Copy the patch discussion about vma_expand() and vma_shrink() from "The sole user" to "of the slide.", substituting "moves" for "relocates".

* begin PAGE *

Lorenzo Stoakes June 27, 2024, 10:39 a.m. UTC
The vma_expand() and vma_shrink() functions are core VMA manipulaion
functions which ultimately invoke VMA split/merge. In order to make these
testable, it is convenient to place all such core functions in a header
internal to mm/.

In addition, it is safer to abstract direct access to such functionality so
we can better control how other parts of the kernel use them, which
provides us the freedom to change how this functionality behaves as needed
without having to worry about how this functionality is used elsewhere.

In order to service both these requirements, we provide abstractions for
the sole external user of these functions, shift_arg_pages() in fs/exec.c.

We provide vma_expand_bottom() and vma_shrink_top() functions which better
match the semantics of what shift_arg_pages() is trying to accomplish by
explicitly wrapping the safe expansion of the bottom of a VMA and the
shrinking of the top of a VMA.

As a result, we place the vma_shrink() and vma_expand() functions into
mm/internal.h to unexport them from use by any other part of the kernel.

Signed-off-by: Lorenzo Stoakes <lstoakes@gmail.com>
---
 fs/exec.c          | 26 +++++--------------
 include/linux/mm.h |  9 +++----
 mm/internal.h      |  6 +++++
 mm/mmap.c          | 65 ++++++++++++++++++++++++++++++++++++++++++++++
 4 files changed, 82 insertions(+), 24 deletions(-)

Comments

Liam R. Howlett June 27, 2024, 5:45 p.m. UTC | #1
* Lorenzo Stoakes <lstoakes@gmail.com> [240627 06:39]:
> The vma_expand() and vma_shrink() functions are core VMA manipulaion
> functions which ultimately invoke VMA split/merge. In order to make these
> testable, it is convenient to place all such core functions in a header
> internal to mm/.
> 

The sole user doesn't cause a split or merge, it relocates a vma by
'sliding' the window of the vma by expand/shrink with the moving of page
tables in the middle of the slide.

It slides to relocate the vma start/end and keep the vma pointer
constant.

* end PAGE *
* begin EXCERPTED DATA *

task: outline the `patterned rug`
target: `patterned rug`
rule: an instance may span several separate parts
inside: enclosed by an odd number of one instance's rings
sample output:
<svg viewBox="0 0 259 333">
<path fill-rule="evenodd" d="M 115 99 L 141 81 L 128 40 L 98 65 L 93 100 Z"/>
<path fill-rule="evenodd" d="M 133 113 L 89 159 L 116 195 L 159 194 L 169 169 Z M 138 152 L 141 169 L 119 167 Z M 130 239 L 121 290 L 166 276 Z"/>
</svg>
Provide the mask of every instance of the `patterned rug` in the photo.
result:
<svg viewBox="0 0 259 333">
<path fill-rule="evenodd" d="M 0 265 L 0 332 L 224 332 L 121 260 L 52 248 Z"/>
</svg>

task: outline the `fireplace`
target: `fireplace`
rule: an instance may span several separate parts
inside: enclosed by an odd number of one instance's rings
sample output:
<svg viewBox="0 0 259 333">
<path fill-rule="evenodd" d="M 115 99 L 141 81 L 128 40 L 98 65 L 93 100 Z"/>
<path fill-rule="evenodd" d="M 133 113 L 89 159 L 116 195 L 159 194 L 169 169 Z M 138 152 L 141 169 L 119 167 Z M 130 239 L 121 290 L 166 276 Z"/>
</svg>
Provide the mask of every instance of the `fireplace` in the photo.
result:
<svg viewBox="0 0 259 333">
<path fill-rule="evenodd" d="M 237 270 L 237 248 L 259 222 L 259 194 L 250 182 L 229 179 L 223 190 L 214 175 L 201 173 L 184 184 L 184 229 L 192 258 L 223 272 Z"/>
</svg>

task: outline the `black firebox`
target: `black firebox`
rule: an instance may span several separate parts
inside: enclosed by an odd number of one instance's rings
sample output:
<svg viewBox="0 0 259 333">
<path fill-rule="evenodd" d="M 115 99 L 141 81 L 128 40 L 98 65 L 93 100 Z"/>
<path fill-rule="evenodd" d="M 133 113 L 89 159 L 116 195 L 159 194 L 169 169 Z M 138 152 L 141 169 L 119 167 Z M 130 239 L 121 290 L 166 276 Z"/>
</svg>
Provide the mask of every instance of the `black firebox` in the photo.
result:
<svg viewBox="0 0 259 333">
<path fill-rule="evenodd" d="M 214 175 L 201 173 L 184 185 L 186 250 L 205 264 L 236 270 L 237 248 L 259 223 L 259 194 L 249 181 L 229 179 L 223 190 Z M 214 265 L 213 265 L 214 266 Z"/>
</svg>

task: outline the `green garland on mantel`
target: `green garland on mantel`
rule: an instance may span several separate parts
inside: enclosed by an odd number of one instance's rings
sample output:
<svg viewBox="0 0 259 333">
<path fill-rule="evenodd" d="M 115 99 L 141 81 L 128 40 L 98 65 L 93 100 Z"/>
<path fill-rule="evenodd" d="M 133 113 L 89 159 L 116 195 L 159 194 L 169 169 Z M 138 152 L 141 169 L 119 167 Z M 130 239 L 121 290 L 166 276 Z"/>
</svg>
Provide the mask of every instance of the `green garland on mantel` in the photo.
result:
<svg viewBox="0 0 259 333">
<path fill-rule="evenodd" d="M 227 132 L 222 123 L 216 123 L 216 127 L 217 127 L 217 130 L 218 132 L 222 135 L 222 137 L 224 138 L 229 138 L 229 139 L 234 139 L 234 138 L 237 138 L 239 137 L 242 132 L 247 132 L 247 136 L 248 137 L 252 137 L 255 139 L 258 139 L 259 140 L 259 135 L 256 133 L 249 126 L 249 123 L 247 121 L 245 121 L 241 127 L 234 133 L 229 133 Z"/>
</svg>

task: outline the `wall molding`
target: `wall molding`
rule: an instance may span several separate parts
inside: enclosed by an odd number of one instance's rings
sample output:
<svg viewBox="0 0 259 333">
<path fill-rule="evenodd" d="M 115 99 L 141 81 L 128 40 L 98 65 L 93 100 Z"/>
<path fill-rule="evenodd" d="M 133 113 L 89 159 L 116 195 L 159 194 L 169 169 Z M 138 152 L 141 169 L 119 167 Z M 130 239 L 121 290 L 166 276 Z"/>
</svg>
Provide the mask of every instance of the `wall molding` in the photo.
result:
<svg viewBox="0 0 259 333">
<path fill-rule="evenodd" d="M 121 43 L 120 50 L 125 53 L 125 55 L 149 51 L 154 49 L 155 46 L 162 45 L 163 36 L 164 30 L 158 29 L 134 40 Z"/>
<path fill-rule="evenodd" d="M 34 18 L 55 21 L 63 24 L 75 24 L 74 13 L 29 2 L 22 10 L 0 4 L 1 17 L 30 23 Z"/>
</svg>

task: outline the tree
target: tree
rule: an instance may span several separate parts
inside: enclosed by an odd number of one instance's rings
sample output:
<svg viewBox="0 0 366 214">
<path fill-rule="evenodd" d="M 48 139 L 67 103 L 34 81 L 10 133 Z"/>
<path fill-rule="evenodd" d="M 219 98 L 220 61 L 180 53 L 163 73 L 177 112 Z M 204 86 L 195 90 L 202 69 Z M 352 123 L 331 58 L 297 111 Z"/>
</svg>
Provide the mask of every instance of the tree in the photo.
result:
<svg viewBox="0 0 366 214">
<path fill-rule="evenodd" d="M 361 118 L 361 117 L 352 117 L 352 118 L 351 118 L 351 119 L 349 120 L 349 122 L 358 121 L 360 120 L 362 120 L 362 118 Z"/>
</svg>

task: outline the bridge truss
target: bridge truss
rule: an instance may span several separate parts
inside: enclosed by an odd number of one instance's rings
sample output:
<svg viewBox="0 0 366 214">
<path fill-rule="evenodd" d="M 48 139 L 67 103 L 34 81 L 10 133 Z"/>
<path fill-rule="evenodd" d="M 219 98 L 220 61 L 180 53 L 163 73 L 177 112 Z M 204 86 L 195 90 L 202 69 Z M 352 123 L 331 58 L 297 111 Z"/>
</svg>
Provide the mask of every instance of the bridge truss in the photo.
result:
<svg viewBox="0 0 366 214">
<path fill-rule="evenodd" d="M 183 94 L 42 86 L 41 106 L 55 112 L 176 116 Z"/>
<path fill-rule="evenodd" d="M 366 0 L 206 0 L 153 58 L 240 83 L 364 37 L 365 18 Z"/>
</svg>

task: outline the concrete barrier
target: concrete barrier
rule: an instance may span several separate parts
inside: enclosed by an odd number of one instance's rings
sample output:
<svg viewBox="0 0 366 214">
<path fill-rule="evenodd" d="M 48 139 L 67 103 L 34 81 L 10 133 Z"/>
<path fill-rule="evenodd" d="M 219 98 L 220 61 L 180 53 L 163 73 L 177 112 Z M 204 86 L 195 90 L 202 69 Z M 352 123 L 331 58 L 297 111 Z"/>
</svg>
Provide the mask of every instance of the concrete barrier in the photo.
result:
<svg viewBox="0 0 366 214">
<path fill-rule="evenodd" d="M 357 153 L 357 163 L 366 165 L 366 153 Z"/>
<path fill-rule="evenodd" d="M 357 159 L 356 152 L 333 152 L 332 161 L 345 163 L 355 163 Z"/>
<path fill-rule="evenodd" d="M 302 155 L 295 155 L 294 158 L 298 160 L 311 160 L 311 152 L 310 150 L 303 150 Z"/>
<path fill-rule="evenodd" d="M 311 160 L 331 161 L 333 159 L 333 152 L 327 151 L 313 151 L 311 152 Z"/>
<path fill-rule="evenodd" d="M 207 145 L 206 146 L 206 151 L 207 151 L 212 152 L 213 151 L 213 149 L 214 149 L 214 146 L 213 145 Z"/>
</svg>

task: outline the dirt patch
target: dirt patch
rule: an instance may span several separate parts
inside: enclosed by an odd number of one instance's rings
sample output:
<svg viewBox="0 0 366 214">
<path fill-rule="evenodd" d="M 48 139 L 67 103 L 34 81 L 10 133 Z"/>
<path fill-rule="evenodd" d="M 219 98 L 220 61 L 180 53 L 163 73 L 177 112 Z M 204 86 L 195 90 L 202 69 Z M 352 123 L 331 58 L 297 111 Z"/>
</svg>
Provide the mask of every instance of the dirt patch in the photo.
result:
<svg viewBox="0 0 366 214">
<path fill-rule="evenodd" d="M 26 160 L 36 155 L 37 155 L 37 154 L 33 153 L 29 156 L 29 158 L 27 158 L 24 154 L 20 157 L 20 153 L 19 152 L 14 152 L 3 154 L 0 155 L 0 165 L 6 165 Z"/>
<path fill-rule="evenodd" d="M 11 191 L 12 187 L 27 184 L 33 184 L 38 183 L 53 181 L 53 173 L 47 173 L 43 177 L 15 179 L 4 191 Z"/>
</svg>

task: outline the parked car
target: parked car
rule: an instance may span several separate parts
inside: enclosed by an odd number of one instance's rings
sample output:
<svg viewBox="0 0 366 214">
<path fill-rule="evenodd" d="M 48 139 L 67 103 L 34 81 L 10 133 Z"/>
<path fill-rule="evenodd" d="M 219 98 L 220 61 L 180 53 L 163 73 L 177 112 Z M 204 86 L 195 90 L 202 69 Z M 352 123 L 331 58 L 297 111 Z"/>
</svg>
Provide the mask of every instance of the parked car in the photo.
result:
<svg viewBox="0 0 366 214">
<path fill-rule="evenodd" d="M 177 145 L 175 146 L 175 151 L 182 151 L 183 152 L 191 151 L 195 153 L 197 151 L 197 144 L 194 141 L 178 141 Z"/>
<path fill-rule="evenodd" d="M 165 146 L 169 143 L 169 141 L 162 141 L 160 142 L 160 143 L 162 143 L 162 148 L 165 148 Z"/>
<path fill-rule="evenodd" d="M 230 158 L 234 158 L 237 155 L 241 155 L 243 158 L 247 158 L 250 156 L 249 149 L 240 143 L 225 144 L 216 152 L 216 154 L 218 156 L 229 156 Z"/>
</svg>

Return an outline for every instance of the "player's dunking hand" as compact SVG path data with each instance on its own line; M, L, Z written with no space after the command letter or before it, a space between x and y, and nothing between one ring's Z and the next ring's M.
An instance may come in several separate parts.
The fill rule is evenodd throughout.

* end EXCERPTED DATA *

**THE ANSWER**
The sole user doesn't cause a split or merge, it moves a vma by
'sliding' the window of the vma by expand/shrink with the moving of page
tables in the middle of the slide.